## start

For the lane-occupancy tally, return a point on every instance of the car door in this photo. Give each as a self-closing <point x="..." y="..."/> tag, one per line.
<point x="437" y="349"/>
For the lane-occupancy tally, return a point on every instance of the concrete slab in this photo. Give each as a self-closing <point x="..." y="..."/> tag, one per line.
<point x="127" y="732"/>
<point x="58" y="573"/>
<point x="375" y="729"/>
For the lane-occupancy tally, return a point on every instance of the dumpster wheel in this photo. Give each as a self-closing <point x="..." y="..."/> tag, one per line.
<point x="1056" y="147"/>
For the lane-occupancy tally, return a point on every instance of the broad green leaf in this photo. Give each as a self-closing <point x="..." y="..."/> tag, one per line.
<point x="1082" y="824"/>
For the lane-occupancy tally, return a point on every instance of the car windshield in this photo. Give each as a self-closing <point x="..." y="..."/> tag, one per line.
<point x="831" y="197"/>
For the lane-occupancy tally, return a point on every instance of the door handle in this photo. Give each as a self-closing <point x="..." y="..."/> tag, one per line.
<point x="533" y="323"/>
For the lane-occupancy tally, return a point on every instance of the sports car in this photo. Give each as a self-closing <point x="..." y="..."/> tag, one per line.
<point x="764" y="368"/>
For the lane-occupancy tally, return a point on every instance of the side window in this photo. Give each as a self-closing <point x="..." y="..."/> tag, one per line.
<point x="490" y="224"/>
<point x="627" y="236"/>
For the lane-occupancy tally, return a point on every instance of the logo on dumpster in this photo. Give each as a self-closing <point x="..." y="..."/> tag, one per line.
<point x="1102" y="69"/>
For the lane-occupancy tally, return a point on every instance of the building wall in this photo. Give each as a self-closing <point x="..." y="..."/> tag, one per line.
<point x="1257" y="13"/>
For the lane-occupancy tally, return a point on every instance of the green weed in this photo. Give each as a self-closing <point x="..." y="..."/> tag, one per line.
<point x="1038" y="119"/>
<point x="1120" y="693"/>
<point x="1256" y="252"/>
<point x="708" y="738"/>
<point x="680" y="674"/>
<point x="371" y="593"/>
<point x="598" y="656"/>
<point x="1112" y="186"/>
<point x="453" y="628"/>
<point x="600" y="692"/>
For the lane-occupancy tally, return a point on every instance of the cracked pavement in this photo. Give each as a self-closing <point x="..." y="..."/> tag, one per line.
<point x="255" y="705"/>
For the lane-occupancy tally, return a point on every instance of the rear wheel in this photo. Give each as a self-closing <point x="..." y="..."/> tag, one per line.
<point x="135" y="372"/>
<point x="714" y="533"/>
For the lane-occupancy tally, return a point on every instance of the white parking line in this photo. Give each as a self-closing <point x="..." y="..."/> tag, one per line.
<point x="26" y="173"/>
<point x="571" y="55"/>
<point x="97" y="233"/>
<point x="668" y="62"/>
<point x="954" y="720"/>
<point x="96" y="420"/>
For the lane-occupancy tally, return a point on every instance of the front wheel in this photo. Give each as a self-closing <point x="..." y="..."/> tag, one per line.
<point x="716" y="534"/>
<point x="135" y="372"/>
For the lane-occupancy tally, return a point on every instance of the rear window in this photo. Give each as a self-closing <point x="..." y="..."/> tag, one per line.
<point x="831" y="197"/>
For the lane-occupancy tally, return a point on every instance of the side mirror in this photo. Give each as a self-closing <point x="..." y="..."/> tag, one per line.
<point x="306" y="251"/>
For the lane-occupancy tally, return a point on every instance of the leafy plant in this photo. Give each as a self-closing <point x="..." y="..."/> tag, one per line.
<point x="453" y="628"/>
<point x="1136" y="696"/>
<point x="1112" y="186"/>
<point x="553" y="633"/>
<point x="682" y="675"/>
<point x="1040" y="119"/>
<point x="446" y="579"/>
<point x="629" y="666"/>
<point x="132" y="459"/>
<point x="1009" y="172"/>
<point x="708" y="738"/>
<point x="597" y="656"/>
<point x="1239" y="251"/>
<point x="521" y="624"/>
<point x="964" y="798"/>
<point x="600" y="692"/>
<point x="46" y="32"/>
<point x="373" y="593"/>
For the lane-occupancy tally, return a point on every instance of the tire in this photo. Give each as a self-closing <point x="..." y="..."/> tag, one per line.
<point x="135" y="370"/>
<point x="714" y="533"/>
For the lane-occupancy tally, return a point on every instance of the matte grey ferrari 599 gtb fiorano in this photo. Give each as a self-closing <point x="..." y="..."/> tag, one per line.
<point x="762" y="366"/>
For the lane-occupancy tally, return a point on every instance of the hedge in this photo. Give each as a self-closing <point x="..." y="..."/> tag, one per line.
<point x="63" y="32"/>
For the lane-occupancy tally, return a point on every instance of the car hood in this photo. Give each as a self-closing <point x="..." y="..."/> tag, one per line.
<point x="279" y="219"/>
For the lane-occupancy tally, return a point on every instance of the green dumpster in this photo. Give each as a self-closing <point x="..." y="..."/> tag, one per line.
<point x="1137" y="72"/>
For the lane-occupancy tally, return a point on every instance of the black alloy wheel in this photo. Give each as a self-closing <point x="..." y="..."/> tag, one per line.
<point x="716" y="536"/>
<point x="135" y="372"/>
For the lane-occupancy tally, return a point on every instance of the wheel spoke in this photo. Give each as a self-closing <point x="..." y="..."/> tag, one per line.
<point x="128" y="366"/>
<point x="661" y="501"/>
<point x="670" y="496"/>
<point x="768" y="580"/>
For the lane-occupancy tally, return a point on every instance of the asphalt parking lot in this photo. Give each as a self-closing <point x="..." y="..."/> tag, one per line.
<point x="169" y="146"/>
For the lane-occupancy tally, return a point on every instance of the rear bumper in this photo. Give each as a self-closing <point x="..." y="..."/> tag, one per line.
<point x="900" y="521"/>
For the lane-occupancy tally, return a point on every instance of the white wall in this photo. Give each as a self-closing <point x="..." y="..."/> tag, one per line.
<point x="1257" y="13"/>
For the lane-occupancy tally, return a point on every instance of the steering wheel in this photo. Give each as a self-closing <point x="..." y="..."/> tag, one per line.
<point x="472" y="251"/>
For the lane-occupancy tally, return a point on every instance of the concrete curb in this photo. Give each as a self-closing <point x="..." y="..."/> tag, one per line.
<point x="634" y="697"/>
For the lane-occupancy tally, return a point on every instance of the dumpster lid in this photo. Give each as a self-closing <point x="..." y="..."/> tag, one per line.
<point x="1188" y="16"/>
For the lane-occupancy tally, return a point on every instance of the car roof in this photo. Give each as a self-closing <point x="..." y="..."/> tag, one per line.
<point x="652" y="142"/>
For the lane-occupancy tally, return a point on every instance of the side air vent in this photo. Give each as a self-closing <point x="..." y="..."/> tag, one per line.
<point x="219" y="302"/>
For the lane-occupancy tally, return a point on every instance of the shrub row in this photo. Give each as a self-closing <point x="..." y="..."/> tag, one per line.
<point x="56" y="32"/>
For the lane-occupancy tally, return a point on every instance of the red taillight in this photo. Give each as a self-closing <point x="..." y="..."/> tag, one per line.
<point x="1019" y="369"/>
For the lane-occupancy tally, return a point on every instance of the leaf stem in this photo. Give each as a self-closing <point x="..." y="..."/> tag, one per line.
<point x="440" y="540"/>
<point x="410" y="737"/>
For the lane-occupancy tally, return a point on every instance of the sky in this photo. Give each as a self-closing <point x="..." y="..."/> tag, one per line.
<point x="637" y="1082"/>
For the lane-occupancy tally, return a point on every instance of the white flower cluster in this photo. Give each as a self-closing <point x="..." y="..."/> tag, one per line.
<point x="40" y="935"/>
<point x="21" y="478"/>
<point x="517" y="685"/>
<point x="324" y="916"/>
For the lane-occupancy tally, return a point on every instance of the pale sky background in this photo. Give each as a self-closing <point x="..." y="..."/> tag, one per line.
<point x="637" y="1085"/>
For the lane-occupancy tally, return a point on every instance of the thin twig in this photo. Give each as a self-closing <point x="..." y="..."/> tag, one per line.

## end

> [GIVEN PROBLEM]
Output the whole listing above again, word for word.

> [WORKED SOLUTION]
For the lane-occupancy tally, return a point on every instance of the car door in this photo. Give each as a self-closing <point x="..." y="..."/> tag, one per line.
<point x="437" y="349"/>
For the lane-occupancy tally, return a point on every instance of the concrete slab in this photo. Give each as a self-closing <point x="..." y="..."/> tag, one per line.
<point x="127" y="732"/>
<point x="58" y="573"/>
<point x="375" y="729"/>
For the lane-occupancy tally, return a point on every instance of the dumpster wheel in this photo. Give each as a self-closing <point x="..." y="..."/> tag, one per line.
<point x="1056" y="147"/>
For the lane-occupancy tally, return a point on every instance of the broad green leaf in this photo. Give each as a self-closing <point x="..." y="..."/> tag, one per line.
<point x="1082" y="824"/>
For the lane-occupancy tally, return a point on every instance of the car windshield in this photo. Give each as a self-closing <point x="..." y="..."/> tag, one per line.
<point x="831" y="197"/>
For the lane-occupancy tally, return a point on every instance of the door handle in this photo. Give each as a self-closing <point x="..." y="..."/> tag, one per line.
<point x="533" y="323"/>
For the lane-occupancy tally, return a point on every instance of the sports car in this photo. Give each as a self-closing <point x="..." y="..."/> tag, one per line.
<point x="764" y="368"/>
For the lane-occupancy tally, return a point on every instance of the side window in this photo. Give each as a self-closing <point x="..." y="..."/> tag, one per line.
<point x="490" y="224"/>
<point x="627" y="236"/>
For the lane-occupancy tally, return a point on every instance of the logo on dumpster in this photo. Give each as a self-closing <point x="..." y="..."/> tag, one per line.
<point x="1102" y="69"/>
For the lane-occupancy tally, return a point on every instance of the building wall in this photo. Give each as a self-closing <point x="..." y="..."/> tag, one per line.
<point x="1257" y="13"/>
For the lane-occupancy tally, return a point on every instance of the green weed in this photo. Give each as a self-closing <point x="..." y="..."/> tag, one per line.
<point x="1038" y="119"/>
<point x="1120" y="693"/>
<point x="1256" y="252"/>
<point x="708" y="738"/>
<point x="680" y="674"/>
<point x="371" y="593"/>
<point x="598" y="656"/>
<point x="1112" y="186"/>
<point x="453" y="628"/>
<point x="600" y="692"/>
For the lane-occupancy tally, return a point on every instance of the cracked pavement in this photo. Give each as a self-closing <point x="..." y="..."/> tag, one per line.
<point x="255" y="705"/>
For the lane-occupancy tally, return a point on every instance of the rear wheel in this photo. Give each as a self-closing <point x="..." y="..."/> tag, one per line.
<point x="135" y="372"/>
<point x="714" y="533"/>
For the lane-occupancy tally, return a point on every instance of the white parking line in this photo. Give each as a self-closing <point x="..." y="..."/> tag, one per line.
<point x="26" y="173"/>
<point x="571" y="55"/>
<point x="97" y="233"/>
<point x="668" y="62"/>
<point x="954" y="720"/>
<point x="96" y="420"/>
For the lane-occupancy tally, return a point on every instance of the front wheel in this photo. Give each as a self-closing <point x="..." y="..."/> tag, one per line.
<point x="716" y="534"/>
<point x="135" y="372"/>
For the lane-occupancy tally, return a point on every instance of the rear window in this photo. Give each as a self-closing <point x="..." y="..."/> tag, one per line.
<point x="831" y="197"/>
For the lane-occupancy tally, return a point on every instance of the side mirror in this photo. Give each as a self-closing <point x="..." y="..."/> tag, one per line.
<point x="306" y="251"/>
For the lane-occupancy tally, return a point on every instance of the leafy plant in this photo. Give each as a self-closing <point x="..." y="..."/> tag, one per line.
<point x="453" y="628"/>
<point x="1136" y="696"/>
<point x="1112" y="186"/>
<point x="553" y="633"/>
<point x="682" y="675"/>
<point x="1040" y="119"/>
<point x="446" y="579"/>
<point x="629" y="666"/>
<point x="132" y="459"/>
<point x="1009" y="172"/>
<point x="708" y="738"/>
<point x="597" y="656"/>
<point x="1239" y="251"/>
<point x="521" y="624"/>
<point x="964" y="798"/>
<point x="600" y="692"/>
<point x="46" y="32"/>
<point x="373" y="593"/>
For the lane-occupancy tally, return a point on every instance of the tire in this photo. Give each as a self-closing <point x="..." y="..."/> tag, one per line.
<point x="135" y="370"/>
<point x="714" y="533"/>
For the lane-occupancy tally, return a point on every instance of the matte grey ferrari 599 gtb fiorano in this photo. Give each as a self-closing <point x="..." y="..."/> tag, one per line.
<point x="762" y="366"/>
For the lane-occupancy tally, return a point on every instance of the hedge in this photo. Give each as a self-closing <point x="..." y="..."/> tag, one per line.
<point x="63" y="32"/>
For the lane-occupancy tally, return a point on every instance of the car hood in this photo. Give each as a self-closing <point x="..." y="..."/> tag, one per line.
<point x="279" y="219"/>
For the lane-occupancy tally, return a point on every instance of the green dumpster in this photo. Give each as a self-closing <point x="..." y="..."/> tag, one per line.
<point x="1137" y="72"/>
For the lane-occupancy tally, return a point on every instance of the black alloy wheel in this photo. Give each as a self-closing <point x="..." y="..."/> tag, one per line.
<point x="716" y="536"/>
<point x="135" y="372"/>
For the lane-occupancy tally, return a point on every instance of the wheel spoke in this photo. Give each as a self-closing <point x="..." y="..."/> tag, one per line.
<point x="128" y="366"/>
<point x="661" y="501"/>
<point x="670" y="496"/>
<point x="768" y="580"/>
For the lane-occupancy tally, return a point on every instance of the asphalt parking lot in this photo. Give each as a self-closing <point x="..." y="..."/> tag, one per line.
<point x="169" y="146"/>
For the lane-occupancy tally, return a point on every instance of the rear bumper in this photo. Give each as a self-closing <point x="..." y="..."/> tag, one per line.
<point x="900" y="521"/>
For the lane-occupancy tally, return a point on every instance of the white wall in this photo. Give each as a self-closing <point x="..." y="..."/> tag, one per line.
<point x="1257" y="13"/>
For the lane-occupancy tally, return a point on every instance of the steering wheel in this photo. Give each as a self-closing <point x="..." y="..."/> tag, one per line.
<point x="472" y="251"/>
For the lane-occupancy tally, return a point on every instance of the concrete curb in this photo. Give each as a self-closing <point x="..." y="..."/> tag, one per line.
<point x="634" y="697"/>
For the lane-occupancy tally, return a point on every instance of the dumpster lid in this photo. Give each as a self-closing <point x="..." y="..."/> tag, one per line.
<point x="1188" y="16"/>
For the lane-occupancy tally, return a point on every instance of the car roof in this photo. Give each as a self-closing <point x="..." y="..."/> tag, one per line.
<point x="652" y="142"/>
For the lane-occupancy tally, return a point on every instance of the side air vent in this photo. Give each as a self-closing <point x="..." y="..."/> tag, one per line.
<point x="219" y="302"/>
For the lane-occupancy tally, return a point on every instance of the shrub row in this photo. Give each as a self-closing <point x="..." y="..."/> tag, one per line.
<point x="56" y="32"/>
For the lane-occupancy tally, return a point on every instance of the red taillight in this photo. Give each as a self-closing <point x="..." y="..."/> tag, one per line.
<point x="1019" y="369"/>
For the lane-occupancy tally, return a point on every instance of the leaf stem in this photo. Give each as a self-closing <point x="..." y="..."/> tag, one per line.
<point x="440" y="540"/>
<point x="410" y="737"/>
For the lane-occupancy tally, return a point on every instance of the sky in this photo. Give each as a self-closing <point x="..." y="..."/> tag, one per line.
<point x="637" y="1082"/>
For the lane-occupancy tally, return a point on every instance of the white flower cluster in this photo. Give each as a self-closing <point x="..." y="..."/> tag, one per line.
<point x="40" y="935"/>
<point x="21" y="478"/>
<point x="517" y="685"/>
<point x="324" y="916"/>
For the lane-occupancy tally, return a point on every instance of the pale sky background in this photo. Give each as a self-closing <point x="..." y="..."/> tag, one per line.
<point x="637" y="1085"/>
For the lane-occupancy tally, return a point on every instance of the thin twig in this photo. Give each as a self-closing <point x="..." y="..."/> tag, one per line.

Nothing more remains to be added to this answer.